*WORKING DATA*.
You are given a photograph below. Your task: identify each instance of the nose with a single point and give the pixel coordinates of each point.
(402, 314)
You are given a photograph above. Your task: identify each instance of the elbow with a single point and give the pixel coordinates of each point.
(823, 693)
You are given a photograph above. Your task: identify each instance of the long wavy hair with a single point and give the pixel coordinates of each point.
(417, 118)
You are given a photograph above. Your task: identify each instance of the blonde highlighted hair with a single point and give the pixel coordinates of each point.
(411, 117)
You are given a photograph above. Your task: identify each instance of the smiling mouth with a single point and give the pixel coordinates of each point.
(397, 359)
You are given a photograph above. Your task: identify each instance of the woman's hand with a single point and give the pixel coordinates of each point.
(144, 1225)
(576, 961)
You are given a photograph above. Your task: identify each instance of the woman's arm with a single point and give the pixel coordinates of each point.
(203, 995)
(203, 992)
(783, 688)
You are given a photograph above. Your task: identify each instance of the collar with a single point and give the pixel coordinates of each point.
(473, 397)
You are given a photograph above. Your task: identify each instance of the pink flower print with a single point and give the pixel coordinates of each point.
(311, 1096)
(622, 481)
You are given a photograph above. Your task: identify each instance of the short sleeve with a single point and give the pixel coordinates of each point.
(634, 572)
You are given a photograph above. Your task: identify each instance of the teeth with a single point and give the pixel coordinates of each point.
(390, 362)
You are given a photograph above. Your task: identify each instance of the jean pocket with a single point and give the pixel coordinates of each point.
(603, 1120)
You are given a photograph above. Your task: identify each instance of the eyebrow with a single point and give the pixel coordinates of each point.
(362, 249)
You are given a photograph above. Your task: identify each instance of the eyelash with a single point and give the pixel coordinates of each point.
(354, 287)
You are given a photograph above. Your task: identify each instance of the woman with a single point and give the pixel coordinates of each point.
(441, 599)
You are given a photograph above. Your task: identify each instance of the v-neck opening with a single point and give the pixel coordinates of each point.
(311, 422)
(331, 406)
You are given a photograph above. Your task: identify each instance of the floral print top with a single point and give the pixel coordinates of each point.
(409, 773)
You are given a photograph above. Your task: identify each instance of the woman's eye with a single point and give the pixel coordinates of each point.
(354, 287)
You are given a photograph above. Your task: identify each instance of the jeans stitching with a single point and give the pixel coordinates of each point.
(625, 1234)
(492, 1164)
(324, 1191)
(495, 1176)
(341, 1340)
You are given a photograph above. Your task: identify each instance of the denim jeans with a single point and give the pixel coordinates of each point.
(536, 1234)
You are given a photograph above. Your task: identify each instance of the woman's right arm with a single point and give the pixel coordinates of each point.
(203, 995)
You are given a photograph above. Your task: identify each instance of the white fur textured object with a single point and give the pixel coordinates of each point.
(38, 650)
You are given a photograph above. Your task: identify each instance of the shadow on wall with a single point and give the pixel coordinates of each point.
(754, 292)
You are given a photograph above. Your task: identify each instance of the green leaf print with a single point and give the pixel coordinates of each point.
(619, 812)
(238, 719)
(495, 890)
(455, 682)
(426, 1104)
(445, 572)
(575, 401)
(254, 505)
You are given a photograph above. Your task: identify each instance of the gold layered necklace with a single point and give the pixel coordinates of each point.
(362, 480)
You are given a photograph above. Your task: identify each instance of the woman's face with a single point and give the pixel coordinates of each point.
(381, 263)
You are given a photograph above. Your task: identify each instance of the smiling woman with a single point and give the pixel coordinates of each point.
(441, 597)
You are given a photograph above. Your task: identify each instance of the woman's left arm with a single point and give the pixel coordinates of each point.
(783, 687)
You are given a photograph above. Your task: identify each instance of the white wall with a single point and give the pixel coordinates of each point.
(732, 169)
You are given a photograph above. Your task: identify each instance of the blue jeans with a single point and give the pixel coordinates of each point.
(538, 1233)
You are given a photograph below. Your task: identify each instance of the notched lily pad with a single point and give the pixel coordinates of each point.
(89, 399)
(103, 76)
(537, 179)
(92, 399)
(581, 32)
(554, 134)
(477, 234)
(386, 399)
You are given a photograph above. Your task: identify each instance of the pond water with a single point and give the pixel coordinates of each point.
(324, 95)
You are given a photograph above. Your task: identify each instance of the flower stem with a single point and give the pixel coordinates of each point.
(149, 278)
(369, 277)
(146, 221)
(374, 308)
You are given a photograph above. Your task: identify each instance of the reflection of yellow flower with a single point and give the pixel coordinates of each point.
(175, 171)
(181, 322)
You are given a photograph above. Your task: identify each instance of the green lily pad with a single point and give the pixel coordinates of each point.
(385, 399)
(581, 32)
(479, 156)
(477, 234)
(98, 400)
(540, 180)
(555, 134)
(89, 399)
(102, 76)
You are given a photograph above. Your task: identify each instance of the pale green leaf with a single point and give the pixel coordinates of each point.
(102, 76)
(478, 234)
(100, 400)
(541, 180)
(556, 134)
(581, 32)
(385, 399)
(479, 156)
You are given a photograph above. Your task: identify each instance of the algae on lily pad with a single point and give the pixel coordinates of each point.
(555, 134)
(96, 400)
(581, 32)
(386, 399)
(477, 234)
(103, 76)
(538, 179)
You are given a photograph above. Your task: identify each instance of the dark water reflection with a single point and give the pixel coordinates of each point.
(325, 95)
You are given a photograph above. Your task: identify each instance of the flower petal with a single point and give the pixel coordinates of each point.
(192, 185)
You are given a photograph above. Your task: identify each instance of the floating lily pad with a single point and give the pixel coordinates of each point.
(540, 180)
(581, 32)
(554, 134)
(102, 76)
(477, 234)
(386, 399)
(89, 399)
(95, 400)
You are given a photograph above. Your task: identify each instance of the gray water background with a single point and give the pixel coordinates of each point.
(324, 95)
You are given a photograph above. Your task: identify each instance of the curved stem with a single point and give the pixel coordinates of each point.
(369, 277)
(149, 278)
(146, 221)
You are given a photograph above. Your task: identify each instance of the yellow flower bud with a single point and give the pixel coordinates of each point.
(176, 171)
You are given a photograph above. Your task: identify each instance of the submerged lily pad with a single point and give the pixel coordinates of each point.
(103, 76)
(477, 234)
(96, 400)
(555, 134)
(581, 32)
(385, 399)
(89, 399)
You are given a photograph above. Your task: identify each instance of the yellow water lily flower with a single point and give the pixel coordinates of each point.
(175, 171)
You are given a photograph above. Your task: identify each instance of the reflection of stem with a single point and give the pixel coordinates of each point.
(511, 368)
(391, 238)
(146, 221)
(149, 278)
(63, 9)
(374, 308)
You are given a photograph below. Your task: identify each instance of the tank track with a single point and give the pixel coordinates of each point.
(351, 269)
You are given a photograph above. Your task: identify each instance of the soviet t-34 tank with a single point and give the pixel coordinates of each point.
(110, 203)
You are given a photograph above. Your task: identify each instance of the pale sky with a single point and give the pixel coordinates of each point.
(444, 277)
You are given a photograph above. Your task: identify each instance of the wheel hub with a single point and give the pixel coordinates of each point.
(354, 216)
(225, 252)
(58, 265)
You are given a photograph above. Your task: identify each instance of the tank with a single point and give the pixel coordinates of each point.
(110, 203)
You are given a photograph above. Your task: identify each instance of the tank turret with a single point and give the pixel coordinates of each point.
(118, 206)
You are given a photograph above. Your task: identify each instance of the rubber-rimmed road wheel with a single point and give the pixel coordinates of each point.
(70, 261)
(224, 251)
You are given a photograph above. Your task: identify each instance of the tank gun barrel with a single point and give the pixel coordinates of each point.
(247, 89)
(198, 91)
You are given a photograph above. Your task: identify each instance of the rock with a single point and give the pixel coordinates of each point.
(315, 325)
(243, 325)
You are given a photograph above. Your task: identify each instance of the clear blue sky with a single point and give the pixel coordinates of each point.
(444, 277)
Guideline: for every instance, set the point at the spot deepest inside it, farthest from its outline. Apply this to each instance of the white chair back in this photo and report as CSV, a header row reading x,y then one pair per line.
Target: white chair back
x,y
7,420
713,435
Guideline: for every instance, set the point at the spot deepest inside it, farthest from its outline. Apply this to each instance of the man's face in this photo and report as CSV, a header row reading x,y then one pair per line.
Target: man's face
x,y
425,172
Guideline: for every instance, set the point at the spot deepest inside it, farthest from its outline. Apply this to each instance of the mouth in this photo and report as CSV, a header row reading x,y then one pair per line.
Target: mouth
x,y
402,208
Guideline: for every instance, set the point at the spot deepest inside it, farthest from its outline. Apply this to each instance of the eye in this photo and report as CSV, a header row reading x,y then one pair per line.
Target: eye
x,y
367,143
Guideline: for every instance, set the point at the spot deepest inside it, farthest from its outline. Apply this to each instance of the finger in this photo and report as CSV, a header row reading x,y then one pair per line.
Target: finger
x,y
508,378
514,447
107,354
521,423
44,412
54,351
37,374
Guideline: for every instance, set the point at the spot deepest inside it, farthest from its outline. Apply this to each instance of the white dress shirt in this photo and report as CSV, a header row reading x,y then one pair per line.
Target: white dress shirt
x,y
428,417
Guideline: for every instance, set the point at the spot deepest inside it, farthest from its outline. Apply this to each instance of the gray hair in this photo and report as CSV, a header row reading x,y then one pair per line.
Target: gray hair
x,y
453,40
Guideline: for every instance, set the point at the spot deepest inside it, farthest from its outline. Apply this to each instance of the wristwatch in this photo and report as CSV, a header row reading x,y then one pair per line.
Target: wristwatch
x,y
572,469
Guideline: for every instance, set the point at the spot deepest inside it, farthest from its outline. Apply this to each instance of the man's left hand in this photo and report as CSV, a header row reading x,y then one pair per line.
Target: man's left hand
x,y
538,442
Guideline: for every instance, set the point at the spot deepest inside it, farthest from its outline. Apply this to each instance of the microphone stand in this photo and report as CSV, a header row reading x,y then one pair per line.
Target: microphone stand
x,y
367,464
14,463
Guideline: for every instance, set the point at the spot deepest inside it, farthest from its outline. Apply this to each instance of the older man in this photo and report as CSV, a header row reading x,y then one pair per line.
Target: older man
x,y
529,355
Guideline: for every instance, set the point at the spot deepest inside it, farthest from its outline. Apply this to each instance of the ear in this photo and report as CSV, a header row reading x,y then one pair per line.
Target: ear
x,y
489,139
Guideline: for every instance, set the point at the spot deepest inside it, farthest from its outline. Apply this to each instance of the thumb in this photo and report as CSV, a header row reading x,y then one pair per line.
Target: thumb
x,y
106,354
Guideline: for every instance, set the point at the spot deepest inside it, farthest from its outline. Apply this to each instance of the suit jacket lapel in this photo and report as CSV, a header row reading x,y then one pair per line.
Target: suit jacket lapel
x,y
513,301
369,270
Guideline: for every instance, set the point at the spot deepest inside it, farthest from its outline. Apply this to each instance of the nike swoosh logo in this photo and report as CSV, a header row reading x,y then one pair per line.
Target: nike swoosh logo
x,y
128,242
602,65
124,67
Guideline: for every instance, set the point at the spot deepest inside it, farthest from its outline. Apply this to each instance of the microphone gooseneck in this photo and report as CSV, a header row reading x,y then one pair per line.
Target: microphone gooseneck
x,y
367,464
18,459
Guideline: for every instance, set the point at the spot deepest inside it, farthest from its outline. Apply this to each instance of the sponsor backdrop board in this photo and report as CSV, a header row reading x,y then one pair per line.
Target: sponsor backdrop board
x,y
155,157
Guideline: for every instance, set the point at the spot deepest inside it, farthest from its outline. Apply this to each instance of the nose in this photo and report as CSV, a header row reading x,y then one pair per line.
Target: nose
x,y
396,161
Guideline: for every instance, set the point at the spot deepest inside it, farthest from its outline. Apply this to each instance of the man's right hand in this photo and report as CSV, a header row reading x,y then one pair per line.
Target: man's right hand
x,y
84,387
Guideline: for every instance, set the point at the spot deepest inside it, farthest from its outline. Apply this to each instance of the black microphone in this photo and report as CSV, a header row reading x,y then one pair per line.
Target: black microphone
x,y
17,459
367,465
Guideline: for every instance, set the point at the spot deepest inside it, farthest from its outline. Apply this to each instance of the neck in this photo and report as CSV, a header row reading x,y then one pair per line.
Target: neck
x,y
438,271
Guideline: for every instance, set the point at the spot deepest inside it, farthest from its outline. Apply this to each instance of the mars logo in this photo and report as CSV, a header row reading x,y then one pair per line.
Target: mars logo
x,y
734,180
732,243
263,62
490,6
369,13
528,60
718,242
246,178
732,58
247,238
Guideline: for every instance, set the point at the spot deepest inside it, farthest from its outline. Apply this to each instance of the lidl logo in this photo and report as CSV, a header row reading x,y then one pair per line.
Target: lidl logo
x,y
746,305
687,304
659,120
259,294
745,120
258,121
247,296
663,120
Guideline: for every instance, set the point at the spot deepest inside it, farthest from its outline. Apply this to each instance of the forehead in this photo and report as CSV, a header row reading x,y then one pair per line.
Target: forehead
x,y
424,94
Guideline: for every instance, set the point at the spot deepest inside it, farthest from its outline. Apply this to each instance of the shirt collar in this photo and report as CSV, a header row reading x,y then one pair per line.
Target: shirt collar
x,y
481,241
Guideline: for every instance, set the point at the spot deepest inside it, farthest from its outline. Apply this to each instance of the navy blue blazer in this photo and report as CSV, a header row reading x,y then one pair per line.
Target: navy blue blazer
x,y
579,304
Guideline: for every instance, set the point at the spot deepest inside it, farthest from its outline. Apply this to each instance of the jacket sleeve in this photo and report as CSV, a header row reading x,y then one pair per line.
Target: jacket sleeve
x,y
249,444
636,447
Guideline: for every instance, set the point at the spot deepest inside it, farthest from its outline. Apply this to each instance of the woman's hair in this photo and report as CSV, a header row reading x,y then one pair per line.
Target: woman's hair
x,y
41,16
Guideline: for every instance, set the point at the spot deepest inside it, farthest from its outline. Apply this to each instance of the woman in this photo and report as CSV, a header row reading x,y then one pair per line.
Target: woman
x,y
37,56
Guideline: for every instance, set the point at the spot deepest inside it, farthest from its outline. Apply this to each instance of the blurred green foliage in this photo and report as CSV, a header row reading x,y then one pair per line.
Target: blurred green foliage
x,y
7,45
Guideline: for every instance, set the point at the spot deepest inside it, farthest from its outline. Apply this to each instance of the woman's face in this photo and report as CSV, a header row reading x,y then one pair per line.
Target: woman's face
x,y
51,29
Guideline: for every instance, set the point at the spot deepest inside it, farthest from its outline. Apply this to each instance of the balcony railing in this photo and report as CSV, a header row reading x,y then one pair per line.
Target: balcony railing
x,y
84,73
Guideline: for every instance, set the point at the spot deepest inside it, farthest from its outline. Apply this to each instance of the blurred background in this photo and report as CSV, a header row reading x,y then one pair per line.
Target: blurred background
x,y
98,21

*EXERCISE DIRECTIONS*.
Look above for the line containing "of the balcony". Return it and each line after it exactly, through the last line, and nothing more.

*RESPONSE TO THE EXERCISE*.
Guideline: for every instance, set the point at the spot deepest inside it, farthest from its outline. Apply this to each instance of the balcony railing in this photo and report as CSV, a header row reading x,y then one pair per line.
Target: balcony railing
x,y
84,73
Guideline: for every instance, set the point at the spot deepest inside it, farthest from its outline. Apply this to each instance of the blurred background in this photo and report as CSV, a header row reading x,y then one pair per line.
Target: blurred background
x,y
98,21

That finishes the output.